- **Task details**
Out of the data below, copy every line with the string "blouse".

- **Data shown**
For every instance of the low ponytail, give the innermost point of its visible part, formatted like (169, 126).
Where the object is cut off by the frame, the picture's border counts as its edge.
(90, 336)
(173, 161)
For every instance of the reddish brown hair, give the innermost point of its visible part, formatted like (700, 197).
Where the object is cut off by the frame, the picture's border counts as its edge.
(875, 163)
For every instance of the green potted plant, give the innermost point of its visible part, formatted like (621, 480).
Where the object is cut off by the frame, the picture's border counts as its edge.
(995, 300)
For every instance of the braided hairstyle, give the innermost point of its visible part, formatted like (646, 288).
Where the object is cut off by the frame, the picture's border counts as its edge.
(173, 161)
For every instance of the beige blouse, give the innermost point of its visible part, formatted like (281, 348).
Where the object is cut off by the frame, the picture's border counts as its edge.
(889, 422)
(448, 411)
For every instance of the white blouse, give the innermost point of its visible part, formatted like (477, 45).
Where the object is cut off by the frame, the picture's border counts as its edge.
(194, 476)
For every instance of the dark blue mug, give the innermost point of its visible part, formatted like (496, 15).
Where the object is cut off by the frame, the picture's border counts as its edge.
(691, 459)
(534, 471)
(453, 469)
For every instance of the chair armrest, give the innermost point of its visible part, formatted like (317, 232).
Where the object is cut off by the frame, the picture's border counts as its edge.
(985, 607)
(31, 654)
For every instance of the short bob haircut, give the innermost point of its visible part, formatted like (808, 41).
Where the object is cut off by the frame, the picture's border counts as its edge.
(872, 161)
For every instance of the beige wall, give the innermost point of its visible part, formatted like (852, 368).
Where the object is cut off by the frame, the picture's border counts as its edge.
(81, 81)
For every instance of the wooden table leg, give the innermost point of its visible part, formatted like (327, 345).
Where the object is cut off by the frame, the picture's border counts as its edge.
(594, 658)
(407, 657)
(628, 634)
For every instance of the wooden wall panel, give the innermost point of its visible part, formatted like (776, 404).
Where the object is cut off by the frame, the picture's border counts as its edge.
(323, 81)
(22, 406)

- **Your solution**
For every instance of the beige blouse, give the innermost point of its visible part, formatted like (281, 348).
For every instance of the white blouse, give the innermost point of its visible part, formatted like (477, 45).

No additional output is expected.